TASK 1:
Change every "Mark" to "Indicate" in the records, from their first line up to and including the line with "pixel 245 456". Write those lines out again with nothing else altered.

PAGE:
Experience is a language which makes meaning from the not-experience.

As Bohr put it, "We're all suspended in language."

------
woodandsteel
Logic, to be of any use in the real world, must in some important ways match
the reality of the world. So any system of logic assumes a metaphysics. And
going the other way, reality must be such as to be able to have creatures who
can think logically.

This is one instance of a larger principle, namely the inherent mutual
interconnectedness of the various areas of philosophy. So for instance,
epistemology depends on reality being such that it can be known, and we can
know about that reality only the sorts of things that a valid epistemology can
determine. Similar mutual relations exist between every two main areas of
philosophy.

This mutual interconnectedness is a key reason for Neurath's insight that in
philosophy you can't tear it all down and change it radically, but only modify
it.

------
yedawg
Isn't logic simply the understanding of cause and effect and choosing to deny
or approve of a cause depending on the level of accuracy of the effect on the
context. eg. Santa doesn't exist inside conventional norms. Santa could have
existed, however we don't know. We have no cause to say he does exist.

------
qntty
Ancient Greek philosophy was divided into logic, physics and ethics.

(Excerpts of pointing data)
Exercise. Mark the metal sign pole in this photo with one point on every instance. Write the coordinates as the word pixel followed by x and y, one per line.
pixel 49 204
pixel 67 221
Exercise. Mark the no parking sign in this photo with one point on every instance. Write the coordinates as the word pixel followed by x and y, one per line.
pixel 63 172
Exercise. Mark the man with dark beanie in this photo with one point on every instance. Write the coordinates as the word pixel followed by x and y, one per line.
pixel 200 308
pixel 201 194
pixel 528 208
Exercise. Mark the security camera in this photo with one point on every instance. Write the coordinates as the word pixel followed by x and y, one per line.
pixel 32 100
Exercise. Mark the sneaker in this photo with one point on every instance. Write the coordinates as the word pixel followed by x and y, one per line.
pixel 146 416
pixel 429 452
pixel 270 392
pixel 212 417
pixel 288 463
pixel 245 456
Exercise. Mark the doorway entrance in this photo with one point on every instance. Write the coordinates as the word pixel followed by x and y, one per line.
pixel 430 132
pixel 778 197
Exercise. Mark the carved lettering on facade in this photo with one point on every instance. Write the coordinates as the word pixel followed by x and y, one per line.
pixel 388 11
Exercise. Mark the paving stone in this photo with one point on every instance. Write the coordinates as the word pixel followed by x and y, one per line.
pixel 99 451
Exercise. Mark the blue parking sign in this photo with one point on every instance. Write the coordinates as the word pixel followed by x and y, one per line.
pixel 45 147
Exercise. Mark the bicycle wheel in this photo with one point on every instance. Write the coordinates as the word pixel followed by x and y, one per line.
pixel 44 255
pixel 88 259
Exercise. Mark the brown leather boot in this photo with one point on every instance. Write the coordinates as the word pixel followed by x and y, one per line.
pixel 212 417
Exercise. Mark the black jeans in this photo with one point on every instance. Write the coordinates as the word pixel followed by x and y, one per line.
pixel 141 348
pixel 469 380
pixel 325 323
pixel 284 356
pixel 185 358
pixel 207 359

TASK 2:
Translate this sentence from the forum thread on logic into Spanish: "Ancient Greek philosophy was divided into logic, physics and ethics."

SOLUTION 1:
Exercise. Indicate the metal sign pole in this photo with one point on every instance. Write the coordinates as the word pixel followed by x and y, one per line.
pixel 49 204
pixel 67 221
Exercise. Indicate the no parking sign in this photo with one point on every instance. Write the coordinates as the word pixel followed by x and y, one per line.
pixel 63 172
Exercise. Indicate the man with dark beanie in this photo with one point on every instance. Write the coordinates as the word pixel followed by x and y, one per line.
pixel 200 308
pixel 201 194
pixel 528 208
Exercise. Indicate the security camera in this photo with one point on every instance. Write the coordinates as the word pixel followed by x and y, one per line.
pixel 32 100
Exercise. Indicate the sneaker in this photo with one point on every instance. Write the coordinates as the word pixel followed by x and y, one per line.
pixel 146 416
pixel 429 452
pixel 270 392
pixel 212 417
pixel 288 463
pixel 245 456

SOLUTION 2:
La filosofía griega antigua se dividía en lógica, física y ética.